- **WHAT IS EXPECTED**:
Check every line below for the word "yellow" and copy each one that has it.

- **MATERIALS PROVIDED**:
- - - - -

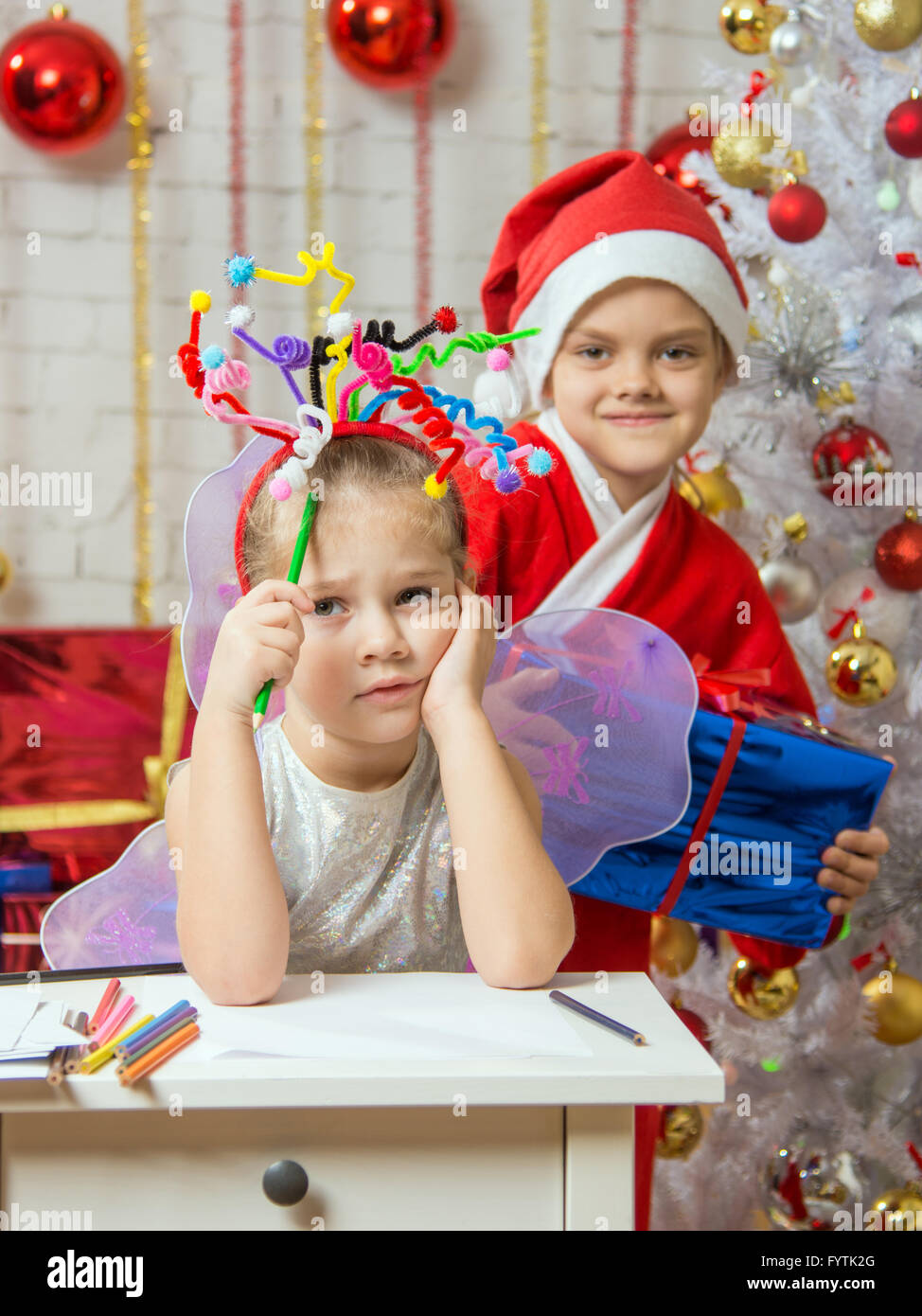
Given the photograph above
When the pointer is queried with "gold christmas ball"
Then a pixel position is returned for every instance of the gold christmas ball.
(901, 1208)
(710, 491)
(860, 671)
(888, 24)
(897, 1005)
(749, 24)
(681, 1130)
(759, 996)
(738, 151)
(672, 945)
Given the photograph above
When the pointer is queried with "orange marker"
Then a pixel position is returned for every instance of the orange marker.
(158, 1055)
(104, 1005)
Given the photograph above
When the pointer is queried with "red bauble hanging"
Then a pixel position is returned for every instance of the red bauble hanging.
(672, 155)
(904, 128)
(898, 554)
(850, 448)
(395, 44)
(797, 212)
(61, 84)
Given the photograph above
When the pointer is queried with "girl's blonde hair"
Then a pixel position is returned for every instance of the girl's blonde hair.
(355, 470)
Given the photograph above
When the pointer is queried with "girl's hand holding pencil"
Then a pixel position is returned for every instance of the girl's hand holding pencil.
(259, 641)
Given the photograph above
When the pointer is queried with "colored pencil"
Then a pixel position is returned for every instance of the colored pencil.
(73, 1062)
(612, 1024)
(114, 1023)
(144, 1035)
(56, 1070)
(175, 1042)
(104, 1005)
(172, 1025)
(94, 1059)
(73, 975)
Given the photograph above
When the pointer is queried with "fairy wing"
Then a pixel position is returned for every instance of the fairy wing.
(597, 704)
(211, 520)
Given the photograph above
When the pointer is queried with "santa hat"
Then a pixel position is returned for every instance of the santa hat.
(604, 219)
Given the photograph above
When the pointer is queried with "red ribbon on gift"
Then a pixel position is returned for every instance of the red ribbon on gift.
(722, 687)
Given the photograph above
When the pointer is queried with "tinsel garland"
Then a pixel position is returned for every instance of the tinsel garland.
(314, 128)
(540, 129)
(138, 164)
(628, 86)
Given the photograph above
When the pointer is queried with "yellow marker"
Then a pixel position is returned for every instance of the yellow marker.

- - - - -

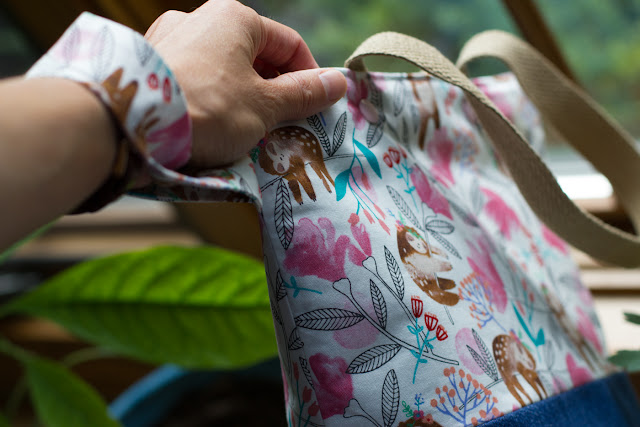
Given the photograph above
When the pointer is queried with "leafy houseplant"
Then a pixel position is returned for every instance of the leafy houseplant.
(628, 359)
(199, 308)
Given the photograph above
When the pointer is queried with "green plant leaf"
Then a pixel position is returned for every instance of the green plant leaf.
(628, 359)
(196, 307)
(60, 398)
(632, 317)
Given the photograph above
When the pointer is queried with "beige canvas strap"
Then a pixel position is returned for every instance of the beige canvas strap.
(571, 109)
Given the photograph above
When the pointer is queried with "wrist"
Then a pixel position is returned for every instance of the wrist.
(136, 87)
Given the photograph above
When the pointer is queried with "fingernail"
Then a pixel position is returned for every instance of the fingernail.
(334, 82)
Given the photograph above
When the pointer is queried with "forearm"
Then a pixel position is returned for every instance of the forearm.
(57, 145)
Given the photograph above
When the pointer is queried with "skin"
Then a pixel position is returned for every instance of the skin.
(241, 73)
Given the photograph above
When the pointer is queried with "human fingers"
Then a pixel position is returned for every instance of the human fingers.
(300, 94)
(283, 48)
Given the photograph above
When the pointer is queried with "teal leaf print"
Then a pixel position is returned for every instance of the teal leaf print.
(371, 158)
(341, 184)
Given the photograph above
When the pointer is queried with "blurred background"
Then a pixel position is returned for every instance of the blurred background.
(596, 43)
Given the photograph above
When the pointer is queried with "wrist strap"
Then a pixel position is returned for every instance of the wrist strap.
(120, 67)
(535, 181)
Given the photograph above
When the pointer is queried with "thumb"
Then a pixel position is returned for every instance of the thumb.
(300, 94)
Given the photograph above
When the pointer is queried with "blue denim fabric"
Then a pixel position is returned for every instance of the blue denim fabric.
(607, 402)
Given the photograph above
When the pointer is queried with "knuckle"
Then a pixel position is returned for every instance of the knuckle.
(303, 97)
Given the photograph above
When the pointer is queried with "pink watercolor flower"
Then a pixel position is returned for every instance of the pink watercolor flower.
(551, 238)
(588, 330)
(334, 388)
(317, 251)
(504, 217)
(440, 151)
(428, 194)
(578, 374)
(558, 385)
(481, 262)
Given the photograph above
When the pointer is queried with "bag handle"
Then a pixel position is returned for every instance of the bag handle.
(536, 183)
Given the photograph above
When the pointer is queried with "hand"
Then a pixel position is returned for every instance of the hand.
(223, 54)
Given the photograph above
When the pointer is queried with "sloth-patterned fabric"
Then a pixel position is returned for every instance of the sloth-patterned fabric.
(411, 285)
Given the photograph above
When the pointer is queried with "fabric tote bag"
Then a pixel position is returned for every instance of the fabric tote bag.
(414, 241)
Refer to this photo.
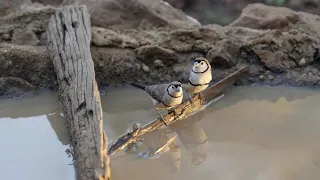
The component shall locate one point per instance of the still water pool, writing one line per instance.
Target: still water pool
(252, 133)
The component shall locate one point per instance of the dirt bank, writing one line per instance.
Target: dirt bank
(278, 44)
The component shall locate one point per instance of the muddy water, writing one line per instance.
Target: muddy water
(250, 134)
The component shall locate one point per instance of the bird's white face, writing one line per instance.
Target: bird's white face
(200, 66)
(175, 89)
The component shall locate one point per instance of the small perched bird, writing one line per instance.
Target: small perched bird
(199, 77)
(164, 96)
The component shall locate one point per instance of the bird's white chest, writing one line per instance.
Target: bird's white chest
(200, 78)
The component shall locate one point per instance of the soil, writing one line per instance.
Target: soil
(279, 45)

- - - - -

- **ANSWER TO THIS PROBLEM**:
When the pointer is queried with "yellow marker"
Then a pixel position is returned for every instance of the yellow marker.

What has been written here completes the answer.